Stored data:
-- start --

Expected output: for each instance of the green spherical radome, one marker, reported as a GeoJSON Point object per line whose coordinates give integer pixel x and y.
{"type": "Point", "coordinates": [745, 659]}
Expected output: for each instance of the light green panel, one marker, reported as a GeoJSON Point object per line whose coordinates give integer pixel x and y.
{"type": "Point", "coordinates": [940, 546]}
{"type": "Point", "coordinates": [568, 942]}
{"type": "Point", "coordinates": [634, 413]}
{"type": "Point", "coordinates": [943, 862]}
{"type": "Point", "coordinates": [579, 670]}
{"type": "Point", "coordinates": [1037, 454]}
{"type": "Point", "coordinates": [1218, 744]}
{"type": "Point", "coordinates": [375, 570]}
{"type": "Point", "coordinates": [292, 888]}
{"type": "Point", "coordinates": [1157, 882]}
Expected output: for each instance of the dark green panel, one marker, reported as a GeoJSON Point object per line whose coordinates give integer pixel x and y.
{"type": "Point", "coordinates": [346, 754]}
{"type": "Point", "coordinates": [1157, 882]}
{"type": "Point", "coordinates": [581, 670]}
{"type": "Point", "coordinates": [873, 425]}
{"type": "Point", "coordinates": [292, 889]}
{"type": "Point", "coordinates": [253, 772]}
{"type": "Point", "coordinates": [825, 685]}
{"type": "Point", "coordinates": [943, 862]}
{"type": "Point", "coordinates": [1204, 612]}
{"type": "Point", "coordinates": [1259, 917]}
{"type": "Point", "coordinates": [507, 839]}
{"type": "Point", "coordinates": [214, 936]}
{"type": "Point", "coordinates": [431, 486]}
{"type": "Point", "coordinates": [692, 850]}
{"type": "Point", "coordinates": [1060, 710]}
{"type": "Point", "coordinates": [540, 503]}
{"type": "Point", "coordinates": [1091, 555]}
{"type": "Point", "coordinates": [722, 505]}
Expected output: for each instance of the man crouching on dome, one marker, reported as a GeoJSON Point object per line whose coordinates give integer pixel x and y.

-- end --

Format each line of the material above as a numbered list, leaving out any blank lines.

**FULL ANSWER:**
1. Expected output: for each instance of the green spherical radome, one marker, reported as a GeoJSON Point object per line whose coordinates give integer pixel x and y.
2. {"type": "Point", "coordinates": [745, 659]}
3. Expected output: for each instance of the light green panel, one marker, reported as a GeoJSON Point object per line whose coordinates give integer pixel x and y.
4. {"type": "Point", "coordinates": [940, 546]}
5. {"type": "Point", "coordinates": [568, 942]}
6. {"type": "Point", "coordinates": [634, 413]}
7. {"type": "Point", "coordinates": [943, 862]}
8. {"type": "Point", "coordinates": [579, 670]}
9. {"type": "Point", "coordinates": [1037, 454]}
10. {"type": "Point", "coordinates": [1218, 744]}
11. {"type": "Point", "coordinates": [375, 570]}
12. {"type": "Point", "coordinates": [292, 888]}
13. {"type": "Point", "coordinates": [1157, 882]}
14. Expected output: for each instance of the dark green panel, one marker, reported as a GeoJSON Point object per line whose coordinates give integer pixel x and y.
15. {"type": "Point", "coordinates": [346, 754]}
16. {"type": "Point", "coordinates": [1157, 882]}
17. {"type": "Point", "coordinates": [581, 670]}
18. {"type": "Point", "coordinates": [873, 425]}
19. {"type": "Point", "coordinates": [292, 889]}
20. {"type": "Point", "coordinates": [253, 772]}
21. {"type": "Point", "coordinates": [825, 685]}
22. {"type": "Point", "coordinates": [943, 862]}
23. {"type": "Point", "coordinates": [1204, 612]}
24. {"type": "Point", "coordinates": [1259, 917]}
25. {"type": "Point", "coordinates": [507, 839]}
26. {"type": "Point", "coordinates": [214, 936]}
27. {"type": "Point", "coordinates": [431, 486]}
28. {"type": "Point", "coordinates": [692, 850]}
29. {"type": "Point", "coordinates": [1060, 710]}
30. {"type": "Point", "coordinates": [540, 503]}
31. {"type": "Point", "coordinates": [1091, 555]}
32. {"type": "Point", "coordinates": [722, 505]}
33. Expected output: for each instance of the man crouching on dome, one marker, reported as a GeoJSON Point object per line whose coordinates give integer pixel x and y.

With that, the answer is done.